→ **Task to complete**:
Reproduce each line of the records verbatim, with no changes.
====== Task inputs
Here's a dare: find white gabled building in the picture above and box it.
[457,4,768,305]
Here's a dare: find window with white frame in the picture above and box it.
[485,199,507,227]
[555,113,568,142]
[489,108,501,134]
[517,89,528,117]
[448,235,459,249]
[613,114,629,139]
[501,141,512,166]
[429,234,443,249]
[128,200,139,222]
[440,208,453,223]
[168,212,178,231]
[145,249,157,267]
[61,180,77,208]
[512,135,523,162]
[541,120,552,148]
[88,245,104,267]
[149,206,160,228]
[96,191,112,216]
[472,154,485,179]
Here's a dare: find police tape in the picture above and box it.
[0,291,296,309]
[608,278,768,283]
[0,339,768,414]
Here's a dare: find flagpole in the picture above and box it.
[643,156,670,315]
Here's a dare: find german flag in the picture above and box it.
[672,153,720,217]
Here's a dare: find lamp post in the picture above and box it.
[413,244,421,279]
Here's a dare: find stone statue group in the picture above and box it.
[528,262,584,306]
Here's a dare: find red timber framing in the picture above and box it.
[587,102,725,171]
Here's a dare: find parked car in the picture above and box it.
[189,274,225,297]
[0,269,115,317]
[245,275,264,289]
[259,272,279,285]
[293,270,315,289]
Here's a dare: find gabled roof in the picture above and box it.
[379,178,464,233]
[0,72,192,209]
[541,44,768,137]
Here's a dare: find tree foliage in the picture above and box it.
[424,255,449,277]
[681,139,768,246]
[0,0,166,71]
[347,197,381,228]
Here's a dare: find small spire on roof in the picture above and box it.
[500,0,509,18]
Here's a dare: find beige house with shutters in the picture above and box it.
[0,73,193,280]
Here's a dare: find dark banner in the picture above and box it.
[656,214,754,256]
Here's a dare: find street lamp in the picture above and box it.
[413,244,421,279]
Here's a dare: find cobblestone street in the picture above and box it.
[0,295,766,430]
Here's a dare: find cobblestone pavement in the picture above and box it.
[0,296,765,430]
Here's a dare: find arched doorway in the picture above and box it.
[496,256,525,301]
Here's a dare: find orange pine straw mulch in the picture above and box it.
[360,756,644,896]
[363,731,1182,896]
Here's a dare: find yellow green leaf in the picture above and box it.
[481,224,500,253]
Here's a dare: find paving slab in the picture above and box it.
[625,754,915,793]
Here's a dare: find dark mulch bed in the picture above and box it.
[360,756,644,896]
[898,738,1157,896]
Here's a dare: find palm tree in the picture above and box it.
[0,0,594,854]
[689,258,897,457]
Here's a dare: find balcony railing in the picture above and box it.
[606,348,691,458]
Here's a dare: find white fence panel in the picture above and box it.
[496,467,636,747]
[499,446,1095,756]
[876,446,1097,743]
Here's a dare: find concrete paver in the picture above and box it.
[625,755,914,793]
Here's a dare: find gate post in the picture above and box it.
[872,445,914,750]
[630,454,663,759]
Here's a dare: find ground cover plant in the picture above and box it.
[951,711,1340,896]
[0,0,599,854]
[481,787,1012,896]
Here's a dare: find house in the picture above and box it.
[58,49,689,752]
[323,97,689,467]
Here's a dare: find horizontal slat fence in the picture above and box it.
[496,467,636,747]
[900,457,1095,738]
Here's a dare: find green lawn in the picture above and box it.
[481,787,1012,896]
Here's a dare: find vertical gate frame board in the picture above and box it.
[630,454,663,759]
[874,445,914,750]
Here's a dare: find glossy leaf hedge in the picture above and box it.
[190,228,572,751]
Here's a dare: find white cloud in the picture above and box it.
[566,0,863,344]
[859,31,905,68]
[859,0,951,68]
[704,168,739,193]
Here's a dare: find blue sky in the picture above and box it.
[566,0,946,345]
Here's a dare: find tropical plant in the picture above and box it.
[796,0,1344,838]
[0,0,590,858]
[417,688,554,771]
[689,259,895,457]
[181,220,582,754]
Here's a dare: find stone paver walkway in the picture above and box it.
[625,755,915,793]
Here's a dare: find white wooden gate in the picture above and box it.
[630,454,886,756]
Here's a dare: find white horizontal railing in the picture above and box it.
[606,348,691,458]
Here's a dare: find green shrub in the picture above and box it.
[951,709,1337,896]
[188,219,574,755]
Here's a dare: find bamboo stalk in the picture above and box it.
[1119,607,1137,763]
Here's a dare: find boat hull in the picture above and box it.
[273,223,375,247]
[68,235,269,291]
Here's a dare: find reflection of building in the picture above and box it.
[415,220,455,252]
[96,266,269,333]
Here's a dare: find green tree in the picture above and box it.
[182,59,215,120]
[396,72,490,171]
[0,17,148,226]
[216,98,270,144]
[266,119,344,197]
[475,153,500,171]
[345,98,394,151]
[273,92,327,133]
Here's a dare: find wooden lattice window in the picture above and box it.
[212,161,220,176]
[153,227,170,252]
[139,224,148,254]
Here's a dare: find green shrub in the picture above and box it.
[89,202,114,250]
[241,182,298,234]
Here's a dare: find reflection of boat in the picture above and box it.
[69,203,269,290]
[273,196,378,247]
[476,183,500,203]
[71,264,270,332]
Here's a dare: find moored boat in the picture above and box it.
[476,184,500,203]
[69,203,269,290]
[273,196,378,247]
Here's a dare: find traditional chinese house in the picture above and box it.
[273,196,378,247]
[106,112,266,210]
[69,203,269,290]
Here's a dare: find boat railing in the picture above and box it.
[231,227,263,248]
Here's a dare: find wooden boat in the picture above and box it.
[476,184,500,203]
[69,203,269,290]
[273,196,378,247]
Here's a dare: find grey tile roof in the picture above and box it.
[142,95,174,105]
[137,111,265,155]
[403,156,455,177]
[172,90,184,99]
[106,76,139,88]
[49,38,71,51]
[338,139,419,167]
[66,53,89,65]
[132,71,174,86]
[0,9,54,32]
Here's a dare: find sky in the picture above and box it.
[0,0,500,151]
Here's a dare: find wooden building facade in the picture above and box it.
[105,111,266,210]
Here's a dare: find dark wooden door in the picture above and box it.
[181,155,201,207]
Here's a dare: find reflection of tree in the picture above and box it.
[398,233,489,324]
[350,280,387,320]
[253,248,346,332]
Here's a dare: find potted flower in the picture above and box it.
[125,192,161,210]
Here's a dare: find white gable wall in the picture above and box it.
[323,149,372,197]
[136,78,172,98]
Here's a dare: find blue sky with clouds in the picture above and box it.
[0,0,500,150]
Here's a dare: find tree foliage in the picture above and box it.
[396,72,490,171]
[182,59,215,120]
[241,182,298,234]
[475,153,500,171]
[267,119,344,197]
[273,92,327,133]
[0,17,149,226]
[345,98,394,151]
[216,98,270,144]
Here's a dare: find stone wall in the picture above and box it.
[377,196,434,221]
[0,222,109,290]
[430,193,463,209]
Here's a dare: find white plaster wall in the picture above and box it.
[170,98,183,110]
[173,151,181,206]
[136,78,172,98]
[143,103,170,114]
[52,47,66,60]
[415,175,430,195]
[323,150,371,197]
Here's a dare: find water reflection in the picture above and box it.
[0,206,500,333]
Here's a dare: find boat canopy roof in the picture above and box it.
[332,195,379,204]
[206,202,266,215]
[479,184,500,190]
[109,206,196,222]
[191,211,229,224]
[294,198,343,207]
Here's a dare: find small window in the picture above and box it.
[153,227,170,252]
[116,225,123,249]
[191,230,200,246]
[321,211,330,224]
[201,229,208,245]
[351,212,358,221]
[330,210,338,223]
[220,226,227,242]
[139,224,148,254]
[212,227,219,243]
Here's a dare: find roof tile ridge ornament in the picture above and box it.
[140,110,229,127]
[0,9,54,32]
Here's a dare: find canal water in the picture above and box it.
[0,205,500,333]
============
→ **Response below**:
Here's a dare: find white gabled building in the picture above and box it.
[457,4,768,305]
Here's a dare: find window with white frame in the picture above and box it.
[485,199,507,227]
[555,113,568,142]
[489,108,501,134]
[517,89,528,117]
[448,235,459,249]
[613,114,629,139]
[501,141,512,166]
[429,234,443,249]
[128,200,139,222]
[440,208,453,223]
[168,212,178,231]
[145,249,157,267]
[61,180,77,208]
[512,135,523,162]
[541,120,552,148]
[88,245,104,267]
[149,206,160,228]
[96,191,112,216]
[472,154,485,179]
Here's a dare: find police tape in the picture above and box it.
[0,291,296,309]
[608,278,768,283]
[0,339,768,414]
Here's a dare: find flagpole in the picture above and box it.
[643,156,670,315]
Here's a dare: find german flag in the picture above and box it.
[672,153,720,217]
Here's a dare: find lamp post in the picture above and box it.
[413,244,421,279]
Here's a dare: find stone statue group in the picture above and box it.
[528,262,584,306]
Here's a dare: find red timber framing in the picture above and box it.
[587,102,725,171]
Here's a dare: find parked car in the picture above and box it.
[189,274,225,297]
[0,269,115,317]
[245,275,264,289]
[259,272,279,285]
[293,270,315,289]
Here's a dare: find gabled roof in the picture above and box it.
[379,178,464,233]
[0,72,192,209]
[541,44,768,137]
Here's a dare: find tree foliage in the picture above and box it.
[424,255,449,277]
[681,139,768,246]
[0,0,166,71]
[347,197,381,228]
Here's a dare: find small spire on roof in the picture above and box it.
[500,0,509,18]
Here's a dare: find beige house with shutters in the picture above and box it.
[0,73,193,280]
Here's a dare: find dark banner in the picture above and box it.
[656,214,754,256]
Here's a dare: find street lamp in the picture above and box it.
[413,244,421,279]
Here's a dare: find cobblestone street in the picture above and box it.
[0,295,766,430]
Here's a dare: find cobblestone pavement in the picture above and box it.
[0,296,765,430]
Here's a dare: find arched doorway in the picture above and box it.
[496,256,525,301]
Here's a dare: find orange pine straw mulch in the picture above and box it.
[360,756,644,896]
[363,731,1182,896]
Here's a dare: find yellow green leaf in the picture above and box it.
[481,224,500,253]
Here's a dare: find paving slab in the picture above and box it.
[625,754,915,793]
Here's a dare: find dark mulch bed in the picture above and box it.
[360,756,644,896]
[898,738,1157,896]
Here's a dare: find palm tree in the picture above and box it.
[0,0,594,854]
[689,258,897,457]
Here's a dare: find balcony railing in the picture above and box it.
[606,348,691,458]
Here's a dare: find white fence panel in the picture above and box it.
[496,467,636,747]
[499,446,1095,756]
[876,446,1097,743]
Here's a dare: find concrete paver in the picture above and box it.
[625,755,914,793]
Here's a dare: find gate post in the picture above and box it.
[872,445,914,750]
[630,454,663,759]
Here's a dare: find ground cover plant in the picture above and box it.
[951,711,1340,896]
[0,0,599,854]
[481,787,1012,896]
Here's a dare: find house in the picture above and box it.
[58,49,689,752]
[323,97,689,467]
Here's a dare: find horizontal slat fence in the picture above and box it.
[496,467,636,747]
[900,457,1095,738]
Here's a dare: find green lawn in the picture above and box it.
[481,787,1012,896]
Here's a dare: find vertical gate frame board in the picture above and box it.
[630,454,663,759]
[874,445,914,750]
Here's a dare: find glossy leaf hedge in the picture above and box it.
[190,228,572,751]
Here's a dare: find white cloud in the picture above and box it.
[566,0,863,344]
[859,31,905,68]
[859,0,951,68]
[704,168,739,193]
Here's a dare: find blue sky in the picture above and box it.
[566,0,946,345]
Here's a dare: find tropical plant in the picture above and box it.
[796,0,1344,838]
[0,0,590,858]
[417,688,554,771]
[689,259,895,457]
[181,220,582,754]
Here's a dare: find stone paver walkway in the picture above and box it.
[625,755,915,793]
Here's a dare: find white wooden gate in the picture above and box it.
[630,454,886,756]
Here's a dare: find white horizontal railing in the picture above and box it.
[606,348,691,458]
Here's a dare: find green shrub in the picture above and box it.
[951,709,1337,896]
[188,219,574,755]
Here's a dare: find bamboo stalk in the picture above and box it.
[1119,607,1137,763]
Here's a dare: find boat hull in the picture above and box it.
[273,223,375,247]
[68,235,269,291]
Here's a dare: find reflection of building in the picture above and box it.
[415,220,455,252]
[96,266,269,333]
Here's a dare: find green tree in the picture above and box it.
[182,59,215,120]
[396,72,490,171]
[0,17,148,226]
[216,98,270,144]
[266,119,344,197]
[475,153,500,171]
[345,98,394,151]
[273,92,327,133]
Here's a dare: find wooden lattice window in the picture above and box it.
[212,161,220,176]
[153,227,170,252]
[139,224,148,254]
Here's a dare: find green shrub in the picture above and box it.
[89,202,114,250]
[241,182,298,234]
Here's a dare: find reflection of boat in the picture above and box it.
[69,203,269,290]
[273,196,378,247]
[476,183,500,203]
[71,264,270,332]
Here's a dare: find moored boat in the picture above and box it.
[476,184,500,203]
[69,203,269,290]
[273,196,378,247]
Here's a dare: find traditional chinese house in the picture above and box it.
[273,196,378,247]
[106,112,266,210]
[69,203,269,290]
Here's a dare: find boat railing in the picture above and box it.
[231,227,263,248]
Here's a dare: find wooden boat in the picture above and box it.
[476,184,500,203]
[69,203,269,290]
[273,196,378,247]
Here's a dare: find grey tile roof in the picture above and box it.
[142,95,174,105]
[137,111,265,155]
[403,156,455,177]
[172,90,184,99]
[106,76,139,88]
[49,38,71,51]
[338,139,419,167]
[66,53,89,65]
[132,71,174,86]
[0,9,54,32]
Here's a dare: find sky in the picture above and box it.
[0,0,500,151]
Here's a dare: find wooden building facade in the picture above and box it.
[105,111,266,210]
Here's a dare: find dark wooden door in the picture above and box it.
[181,155,201,207]
Here's a dare: find reflection of tree in the picture above and box it.
[398,233,489,324]
[350,280,387,320]
[253,248,346,332]
Here's a dare: find potted flower in the picture above and box it.
[125,192,161,210]
Here's a dare: find white gable wall in the picture above and box it.
[323,149,372,197]
[136,78,172,98]
Here's a dare: find blue sky with clouds in the picture above and box it.
[0,0,500,150]
Here's a dare: find tree foliage in the picture above and box it.
[396,72,490,171]
[182,59,215,120]
[241,182,298,234]
[475,153,500,171]
[267,119,344,197]
[273,92,327,133]
[0,17,149,226]
[345,98,394,151]
[216,98,270,144]
Here's a dare: find stone wall in the picture above and box it.
[377,196,434,221]
[0,222,109,290]
[430,193,463,209]
Here's a dare: find white plaster wall in the picture above and box it.
[170,98,183,110]
[173,151,181,206]
[136,78,172,98]
[143,103,170,114]
[52,47,66,60]
[415,175,430,195]
[323,150,371,197]
Here's a dare: find water reflection in the picture above and box it.
[0,206,500,333]
Here's a dare: find boat canopy roof in the picture above and box it.
[332,195,379,204]
[206,202,266,215]
[479,184,500,190]
[109,206,196,222]
[191,211,229,224]
[294,198,343,207]
Here's a dare: find small window in the picture above and box it.
[153,227,170,252]
[116,225,123,249]
[191,230,200,246]
[321,211,330,224]
[201,229,208,245]
[351,212,358,221]
[330,210,338,223]
[220,226,227,242]
[139,224,148,254]
[212,227,219,243]
Here's a dare: find roof tile ridge ornament in the picture above and box it.
[140,110,229,127]
[0,9,54,32]
Here's a dare: find canal water in the picture above and box it.
[0,205,500,333]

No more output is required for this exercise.